**INSTRUCTIONS FOR THE TASK**
Report every line of the items below that contains the string "sofa", copying each such line in full. A match must agree in case.

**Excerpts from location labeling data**

--------------------

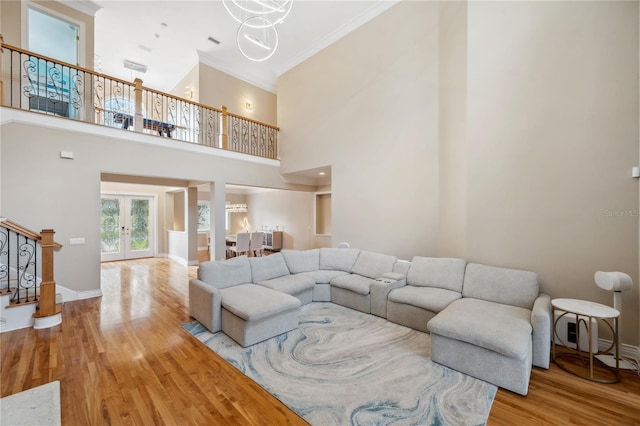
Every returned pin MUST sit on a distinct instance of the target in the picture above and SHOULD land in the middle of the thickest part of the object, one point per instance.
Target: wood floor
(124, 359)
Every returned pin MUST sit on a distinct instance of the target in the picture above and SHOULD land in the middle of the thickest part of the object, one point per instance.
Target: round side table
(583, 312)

--------------------

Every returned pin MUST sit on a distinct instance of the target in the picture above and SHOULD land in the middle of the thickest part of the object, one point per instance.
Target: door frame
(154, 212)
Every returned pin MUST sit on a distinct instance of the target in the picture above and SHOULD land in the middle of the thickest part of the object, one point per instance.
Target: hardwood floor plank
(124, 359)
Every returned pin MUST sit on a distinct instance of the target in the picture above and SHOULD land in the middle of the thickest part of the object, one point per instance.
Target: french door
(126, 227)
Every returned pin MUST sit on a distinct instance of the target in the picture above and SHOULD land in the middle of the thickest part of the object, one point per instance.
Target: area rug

--------------------

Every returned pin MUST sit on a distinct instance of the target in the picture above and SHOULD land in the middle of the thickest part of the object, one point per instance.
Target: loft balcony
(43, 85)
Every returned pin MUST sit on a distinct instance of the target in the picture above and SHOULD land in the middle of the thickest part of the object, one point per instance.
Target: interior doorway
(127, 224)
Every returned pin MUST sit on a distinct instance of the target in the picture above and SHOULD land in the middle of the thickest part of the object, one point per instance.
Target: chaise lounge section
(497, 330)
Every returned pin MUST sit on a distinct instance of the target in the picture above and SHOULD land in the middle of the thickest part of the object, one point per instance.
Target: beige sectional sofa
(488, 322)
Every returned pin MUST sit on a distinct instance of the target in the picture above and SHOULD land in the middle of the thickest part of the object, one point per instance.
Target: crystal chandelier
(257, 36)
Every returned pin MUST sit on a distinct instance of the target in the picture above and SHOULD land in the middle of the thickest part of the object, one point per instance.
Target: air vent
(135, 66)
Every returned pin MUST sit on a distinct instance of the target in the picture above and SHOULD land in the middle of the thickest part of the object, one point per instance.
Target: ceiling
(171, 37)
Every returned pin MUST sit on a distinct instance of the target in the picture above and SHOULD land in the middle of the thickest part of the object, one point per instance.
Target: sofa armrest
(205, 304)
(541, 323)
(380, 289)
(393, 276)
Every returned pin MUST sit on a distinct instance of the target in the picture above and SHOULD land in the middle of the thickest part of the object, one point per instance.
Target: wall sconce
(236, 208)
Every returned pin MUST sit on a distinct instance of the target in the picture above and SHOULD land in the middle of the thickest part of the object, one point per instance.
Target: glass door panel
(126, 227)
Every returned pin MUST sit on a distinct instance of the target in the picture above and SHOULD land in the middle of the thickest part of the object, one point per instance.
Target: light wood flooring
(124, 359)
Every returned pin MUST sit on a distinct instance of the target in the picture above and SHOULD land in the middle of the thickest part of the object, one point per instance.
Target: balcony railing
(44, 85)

--------------------

**RESULT BELOW**
Target: beige sectional sofa
Target: sofa armrest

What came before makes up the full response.